- _Task to carry out_
Where the string "sale" appears in a line of the material below, copy that line.

- _Exercise materials_
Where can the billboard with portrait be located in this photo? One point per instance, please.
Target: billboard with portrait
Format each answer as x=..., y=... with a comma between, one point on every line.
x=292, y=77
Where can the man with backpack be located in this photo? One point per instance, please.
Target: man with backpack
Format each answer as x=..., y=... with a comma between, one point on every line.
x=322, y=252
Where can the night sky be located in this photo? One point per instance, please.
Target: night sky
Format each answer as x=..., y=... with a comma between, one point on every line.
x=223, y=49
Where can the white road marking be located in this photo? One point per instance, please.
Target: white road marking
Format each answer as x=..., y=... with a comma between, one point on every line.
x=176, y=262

==

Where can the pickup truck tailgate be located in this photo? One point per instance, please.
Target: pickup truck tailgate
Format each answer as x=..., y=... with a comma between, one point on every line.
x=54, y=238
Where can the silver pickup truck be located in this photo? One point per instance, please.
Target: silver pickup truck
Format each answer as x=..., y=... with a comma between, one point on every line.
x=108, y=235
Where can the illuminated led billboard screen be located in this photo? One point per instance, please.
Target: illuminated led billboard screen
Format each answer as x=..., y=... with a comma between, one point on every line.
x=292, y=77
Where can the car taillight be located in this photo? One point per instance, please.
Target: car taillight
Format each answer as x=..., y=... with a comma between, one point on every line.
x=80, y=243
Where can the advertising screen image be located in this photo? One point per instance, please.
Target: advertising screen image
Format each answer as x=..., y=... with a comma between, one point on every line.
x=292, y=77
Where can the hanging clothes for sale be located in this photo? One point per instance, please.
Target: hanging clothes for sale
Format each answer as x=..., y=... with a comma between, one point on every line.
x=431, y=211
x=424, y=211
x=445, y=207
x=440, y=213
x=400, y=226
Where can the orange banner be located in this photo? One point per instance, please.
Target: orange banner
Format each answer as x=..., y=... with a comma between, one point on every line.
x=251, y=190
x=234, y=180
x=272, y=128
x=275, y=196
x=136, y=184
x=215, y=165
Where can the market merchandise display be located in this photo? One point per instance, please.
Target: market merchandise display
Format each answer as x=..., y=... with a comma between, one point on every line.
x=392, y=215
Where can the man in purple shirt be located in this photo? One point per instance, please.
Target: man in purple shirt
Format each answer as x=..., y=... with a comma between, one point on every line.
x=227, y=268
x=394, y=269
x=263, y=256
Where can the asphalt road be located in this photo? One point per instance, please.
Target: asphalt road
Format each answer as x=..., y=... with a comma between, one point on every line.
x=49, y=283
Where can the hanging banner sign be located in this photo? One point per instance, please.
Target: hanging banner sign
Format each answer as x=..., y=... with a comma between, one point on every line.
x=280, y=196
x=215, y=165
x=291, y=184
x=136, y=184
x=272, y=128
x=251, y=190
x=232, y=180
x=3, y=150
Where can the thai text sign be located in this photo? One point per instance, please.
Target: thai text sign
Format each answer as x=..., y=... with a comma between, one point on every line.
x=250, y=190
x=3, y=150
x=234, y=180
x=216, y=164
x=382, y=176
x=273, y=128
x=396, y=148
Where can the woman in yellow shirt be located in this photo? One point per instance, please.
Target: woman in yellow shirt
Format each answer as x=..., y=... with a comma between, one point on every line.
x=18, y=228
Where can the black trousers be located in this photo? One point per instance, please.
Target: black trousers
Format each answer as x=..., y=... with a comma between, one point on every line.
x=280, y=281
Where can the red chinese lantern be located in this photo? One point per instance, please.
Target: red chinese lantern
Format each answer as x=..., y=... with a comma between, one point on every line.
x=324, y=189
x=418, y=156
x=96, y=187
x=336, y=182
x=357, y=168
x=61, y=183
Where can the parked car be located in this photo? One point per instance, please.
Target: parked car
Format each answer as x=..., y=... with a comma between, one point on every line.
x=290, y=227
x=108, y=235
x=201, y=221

---

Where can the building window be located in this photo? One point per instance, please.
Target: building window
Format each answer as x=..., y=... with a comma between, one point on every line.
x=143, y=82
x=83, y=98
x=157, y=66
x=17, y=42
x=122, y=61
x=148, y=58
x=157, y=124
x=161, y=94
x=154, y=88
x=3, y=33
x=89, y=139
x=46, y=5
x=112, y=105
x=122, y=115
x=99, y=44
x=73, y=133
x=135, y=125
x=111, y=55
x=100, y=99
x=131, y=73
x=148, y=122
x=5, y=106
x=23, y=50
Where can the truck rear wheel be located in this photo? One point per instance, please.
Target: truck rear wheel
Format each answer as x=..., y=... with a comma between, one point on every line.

- _Task result_
Where can the hanging clothes for sale be located in this photo? One point per instance, please.
Target: hanging clothes for sale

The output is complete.